Despite her enthusiasm, though, most of Antoinette’s friends and family members were staunchly opposed to her pursuit of ordination. In fact, Lucy claimed in a blunt letter that Antoinette would “never be allowed to stand in a pulpit, nor to preach in a church, and certainly . . . never be ordained.”4 Though her feelings were bruised by her friend’s lack of support, Antoinette was not swayed in her determination to study theology. While Lucy moved on to the women’s rights public speaking circuit, Antoinette decided that she was not finished at Oberlin.

The Oberlin administration, however, refused Antoinette’s admission into the graduate theology program. While the college allowed women a general education, it still had no intention of training women for professions other than teaching.

Finally, after much haggling, Antoinette and the administration settled on an uneasy compromise: she was welcome to sit in on theology classes, but she would not be supported in her ultimate goal of obtaining an advanced degree. Although Antoinette continued to appeal Oberlin’s position during the three years she was enrolled in graduate school, she was not successful. When she completed her coursework in 1850, her name was not included in the official listing of the theology graduates. It would not be added until 1908.

Material provided:
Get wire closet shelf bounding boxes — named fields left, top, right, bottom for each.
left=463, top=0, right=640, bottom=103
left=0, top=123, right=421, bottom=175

Do this:
Please copy, word for word, the part of the text above about Antoinette and Oberlin starting with "Despite her enthusiasm, though, most" and going on through "finished at Oberlin.".

Task solution:
Despite her enthusiasm, though, most of Antoinette’s friends and family members were staunchly opposed to her pursuit of ordination. In fact, Lucy claimed in a blunt letter that Antoinette would “never be allowed to stand in a pulpit, nor to preach in a church, and certainly . . . never be ordained.”4 Though her feelings were bruised by her friend’s lack of support, Antoinette was not swayed in her determination to study theology. While Lucy moved on to the women’s rights public speaking circuit, Antoinette decided that she was not finished at Oberlin.